▶ [To do] Transcribe the line containing "# rows come back like column 78, row 186" and every line after it, exactly, through the end of the records.
-.-.-
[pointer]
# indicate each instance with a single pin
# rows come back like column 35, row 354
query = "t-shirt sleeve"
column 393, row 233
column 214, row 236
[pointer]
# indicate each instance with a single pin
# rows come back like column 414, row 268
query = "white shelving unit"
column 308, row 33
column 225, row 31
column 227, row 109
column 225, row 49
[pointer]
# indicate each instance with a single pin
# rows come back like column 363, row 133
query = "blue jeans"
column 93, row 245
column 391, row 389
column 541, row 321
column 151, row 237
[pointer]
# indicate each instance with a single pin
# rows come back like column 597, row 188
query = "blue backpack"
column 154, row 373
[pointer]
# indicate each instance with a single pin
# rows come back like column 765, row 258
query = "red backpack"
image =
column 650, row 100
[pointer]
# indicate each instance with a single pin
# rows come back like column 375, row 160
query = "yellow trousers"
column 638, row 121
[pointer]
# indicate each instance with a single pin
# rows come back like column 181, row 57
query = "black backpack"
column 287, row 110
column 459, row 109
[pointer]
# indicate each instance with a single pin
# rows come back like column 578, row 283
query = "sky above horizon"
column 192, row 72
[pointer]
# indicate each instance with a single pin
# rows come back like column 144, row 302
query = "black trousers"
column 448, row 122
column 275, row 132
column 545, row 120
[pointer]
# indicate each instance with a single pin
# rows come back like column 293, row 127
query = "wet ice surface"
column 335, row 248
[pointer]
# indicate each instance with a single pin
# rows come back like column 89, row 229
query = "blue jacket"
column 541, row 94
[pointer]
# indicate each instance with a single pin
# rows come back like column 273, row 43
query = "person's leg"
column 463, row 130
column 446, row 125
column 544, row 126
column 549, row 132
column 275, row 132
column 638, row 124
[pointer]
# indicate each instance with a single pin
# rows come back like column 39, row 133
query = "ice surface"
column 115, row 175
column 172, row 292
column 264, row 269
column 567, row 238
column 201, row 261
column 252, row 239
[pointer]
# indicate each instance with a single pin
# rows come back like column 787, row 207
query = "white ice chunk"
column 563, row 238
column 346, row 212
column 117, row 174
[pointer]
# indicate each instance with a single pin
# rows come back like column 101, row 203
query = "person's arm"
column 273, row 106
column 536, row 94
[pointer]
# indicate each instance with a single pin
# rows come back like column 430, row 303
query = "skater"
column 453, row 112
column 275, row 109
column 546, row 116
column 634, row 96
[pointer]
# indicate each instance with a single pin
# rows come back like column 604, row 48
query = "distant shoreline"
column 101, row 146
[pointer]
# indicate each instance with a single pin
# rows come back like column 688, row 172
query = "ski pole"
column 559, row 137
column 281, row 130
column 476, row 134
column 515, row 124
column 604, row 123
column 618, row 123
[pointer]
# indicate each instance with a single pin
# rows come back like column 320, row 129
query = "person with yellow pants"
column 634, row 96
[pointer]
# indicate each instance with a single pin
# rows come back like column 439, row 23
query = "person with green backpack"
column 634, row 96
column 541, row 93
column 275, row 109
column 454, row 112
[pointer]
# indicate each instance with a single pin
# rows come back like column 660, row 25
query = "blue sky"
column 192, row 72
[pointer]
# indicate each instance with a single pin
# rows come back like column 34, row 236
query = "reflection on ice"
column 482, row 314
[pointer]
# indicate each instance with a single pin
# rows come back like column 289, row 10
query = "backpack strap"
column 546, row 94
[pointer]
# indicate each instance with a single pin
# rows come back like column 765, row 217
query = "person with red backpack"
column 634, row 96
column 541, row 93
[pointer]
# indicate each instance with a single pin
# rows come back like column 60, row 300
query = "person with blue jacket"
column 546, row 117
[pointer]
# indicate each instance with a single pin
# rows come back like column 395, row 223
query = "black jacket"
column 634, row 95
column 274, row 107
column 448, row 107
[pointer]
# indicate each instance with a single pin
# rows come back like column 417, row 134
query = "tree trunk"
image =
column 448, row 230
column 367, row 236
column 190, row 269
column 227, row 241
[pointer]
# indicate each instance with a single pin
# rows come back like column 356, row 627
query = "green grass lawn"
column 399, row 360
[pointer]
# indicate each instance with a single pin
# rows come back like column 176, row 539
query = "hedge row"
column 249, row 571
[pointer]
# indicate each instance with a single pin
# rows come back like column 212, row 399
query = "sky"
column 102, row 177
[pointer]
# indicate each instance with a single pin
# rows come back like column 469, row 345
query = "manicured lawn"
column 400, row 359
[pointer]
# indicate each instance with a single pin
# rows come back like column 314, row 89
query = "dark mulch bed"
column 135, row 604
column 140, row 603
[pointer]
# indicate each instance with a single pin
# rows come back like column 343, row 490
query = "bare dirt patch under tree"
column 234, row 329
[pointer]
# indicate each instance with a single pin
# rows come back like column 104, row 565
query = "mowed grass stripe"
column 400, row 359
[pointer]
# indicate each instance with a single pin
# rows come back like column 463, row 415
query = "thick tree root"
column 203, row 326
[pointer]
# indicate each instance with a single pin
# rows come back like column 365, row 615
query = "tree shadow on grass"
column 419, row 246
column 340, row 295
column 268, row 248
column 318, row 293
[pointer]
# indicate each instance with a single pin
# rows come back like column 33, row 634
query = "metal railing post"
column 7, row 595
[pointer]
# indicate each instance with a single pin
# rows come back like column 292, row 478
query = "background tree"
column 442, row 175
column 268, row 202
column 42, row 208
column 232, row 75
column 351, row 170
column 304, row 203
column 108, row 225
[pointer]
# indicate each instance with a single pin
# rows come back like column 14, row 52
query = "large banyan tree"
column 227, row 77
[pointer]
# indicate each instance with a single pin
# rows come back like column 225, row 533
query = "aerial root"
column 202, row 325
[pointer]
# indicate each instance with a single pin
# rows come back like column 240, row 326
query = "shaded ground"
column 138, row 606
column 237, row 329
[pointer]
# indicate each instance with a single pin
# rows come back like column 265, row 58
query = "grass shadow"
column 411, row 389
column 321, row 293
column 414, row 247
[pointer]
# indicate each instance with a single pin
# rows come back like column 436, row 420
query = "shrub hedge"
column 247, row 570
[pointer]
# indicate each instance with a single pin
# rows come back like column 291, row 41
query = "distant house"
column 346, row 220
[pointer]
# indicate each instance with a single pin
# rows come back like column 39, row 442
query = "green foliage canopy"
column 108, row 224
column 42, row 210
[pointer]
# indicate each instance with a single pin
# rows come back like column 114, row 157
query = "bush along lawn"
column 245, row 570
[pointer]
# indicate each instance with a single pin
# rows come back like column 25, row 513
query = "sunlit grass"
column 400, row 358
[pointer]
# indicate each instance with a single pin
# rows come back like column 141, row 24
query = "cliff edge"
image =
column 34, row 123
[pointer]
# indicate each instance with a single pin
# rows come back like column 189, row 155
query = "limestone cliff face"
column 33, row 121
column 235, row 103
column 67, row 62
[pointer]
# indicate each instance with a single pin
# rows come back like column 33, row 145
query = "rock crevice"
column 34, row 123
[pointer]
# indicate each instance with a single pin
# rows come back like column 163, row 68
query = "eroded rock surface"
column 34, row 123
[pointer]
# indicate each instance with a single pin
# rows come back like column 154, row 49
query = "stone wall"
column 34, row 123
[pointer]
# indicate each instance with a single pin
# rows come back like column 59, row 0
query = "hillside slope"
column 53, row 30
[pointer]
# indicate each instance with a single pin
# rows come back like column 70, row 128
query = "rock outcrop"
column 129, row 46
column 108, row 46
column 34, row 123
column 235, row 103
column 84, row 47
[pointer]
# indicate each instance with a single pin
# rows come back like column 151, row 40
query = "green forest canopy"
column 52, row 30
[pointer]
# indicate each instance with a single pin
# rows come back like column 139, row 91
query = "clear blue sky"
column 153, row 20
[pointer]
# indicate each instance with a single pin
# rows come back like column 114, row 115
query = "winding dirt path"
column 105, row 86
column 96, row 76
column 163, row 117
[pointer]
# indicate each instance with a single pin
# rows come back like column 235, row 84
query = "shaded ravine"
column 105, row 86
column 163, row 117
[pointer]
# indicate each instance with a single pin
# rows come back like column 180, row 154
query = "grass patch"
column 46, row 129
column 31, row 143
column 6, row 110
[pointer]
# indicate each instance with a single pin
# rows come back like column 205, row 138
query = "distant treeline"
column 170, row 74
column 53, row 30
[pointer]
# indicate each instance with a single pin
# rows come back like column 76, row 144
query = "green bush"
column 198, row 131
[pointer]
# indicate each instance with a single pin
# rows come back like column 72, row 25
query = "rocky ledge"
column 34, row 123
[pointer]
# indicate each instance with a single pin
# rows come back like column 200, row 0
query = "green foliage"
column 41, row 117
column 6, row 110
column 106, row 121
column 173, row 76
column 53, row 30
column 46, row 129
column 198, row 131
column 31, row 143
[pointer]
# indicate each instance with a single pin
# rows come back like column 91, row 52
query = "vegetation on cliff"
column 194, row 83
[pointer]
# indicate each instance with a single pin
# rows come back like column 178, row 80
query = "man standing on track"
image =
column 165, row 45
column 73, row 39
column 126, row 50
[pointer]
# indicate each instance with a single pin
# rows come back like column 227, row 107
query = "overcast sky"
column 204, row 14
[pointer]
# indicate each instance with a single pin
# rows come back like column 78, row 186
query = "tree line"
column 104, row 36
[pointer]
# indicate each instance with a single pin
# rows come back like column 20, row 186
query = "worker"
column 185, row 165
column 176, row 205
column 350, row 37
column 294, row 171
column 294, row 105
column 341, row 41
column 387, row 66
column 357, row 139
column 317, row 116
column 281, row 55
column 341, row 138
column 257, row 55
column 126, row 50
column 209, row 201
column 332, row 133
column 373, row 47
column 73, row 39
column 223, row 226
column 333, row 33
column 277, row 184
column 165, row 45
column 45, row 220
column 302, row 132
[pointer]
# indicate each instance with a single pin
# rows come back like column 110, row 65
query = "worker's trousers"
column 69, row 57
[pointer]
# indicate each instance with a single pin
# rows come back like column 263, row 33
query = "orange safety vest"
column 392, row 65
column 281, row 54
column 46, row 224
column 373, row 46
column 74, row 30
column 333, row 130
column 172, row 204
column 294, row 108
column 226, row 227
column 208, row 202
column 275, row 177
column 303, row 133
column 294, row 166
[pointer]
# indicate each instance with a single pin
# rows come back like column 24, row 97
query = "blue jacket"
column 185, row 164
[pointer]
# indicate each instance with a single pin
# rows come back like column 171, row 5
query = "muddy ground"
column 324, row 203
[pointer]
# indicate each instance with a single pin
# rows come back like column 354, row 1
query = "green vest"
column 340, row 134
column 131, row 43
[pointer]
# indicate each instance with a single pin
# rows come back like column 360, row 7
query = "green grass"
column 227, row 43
-.-.-
▶ [Worked solution]
# rows come back like column 78, row 186
query = "tree line"
column 104, row 36
[pointer]
# indicate each instance with a single pin
# rows come back like column 20, row 186
query = "worker"
column 185, row 165
column 176, row 205
column 350, row 37
column 294, row 171
column 294, row 105
column 341, row 41
column 387, row 66
column 357, row 139
column 317, row 116
column 281, row 55
column 341, row 138
column 257, row 55
column 126, row 50
column 209, row 201
column 332, row 133
column 373, row 47
column 73, row 39
column 223, row 226
column 333, row 33
column 277, row 184
column 165, row 45
column 45, row 220
column 302, row 132
[pointer]
# indicate each instance with a single pin
# rows come back like column 110, row 65
query = "worker's trousers"
column 69, row 57
[pointer]
# indicate each instance with a single pin
# rows come back like column 263, row 33
query = "orange safety vest"
column 392, row 65
column 281, row 54
column 46, row 224
column 373, row 46
column 74, row 30
column 333, row 130
column 172, row 204
column 294, row 108
column 226, row 227
column 208, row 202
column 275, row 177
column 303, row 133
column 294, row 166
[pointer]
# indicate each instance with a single pin
# rows come back like column 24, row 97
query = "blue jacket"
column 185, row 164
[pointer]
# indicate each instance with a single pin
# rows come back like column 171, row 5
query = "muddy ground"
column 324, row 203
[pointer]
# indicate each instance with a single pin
# rows come back like column 354, row 1
query = "green vest"
column 340, row 134
column 131, row 43
[pointer]
# indicate each instance with a single pin
# rows come back like column 360, row 7
query = "green grass"
column 227, row 43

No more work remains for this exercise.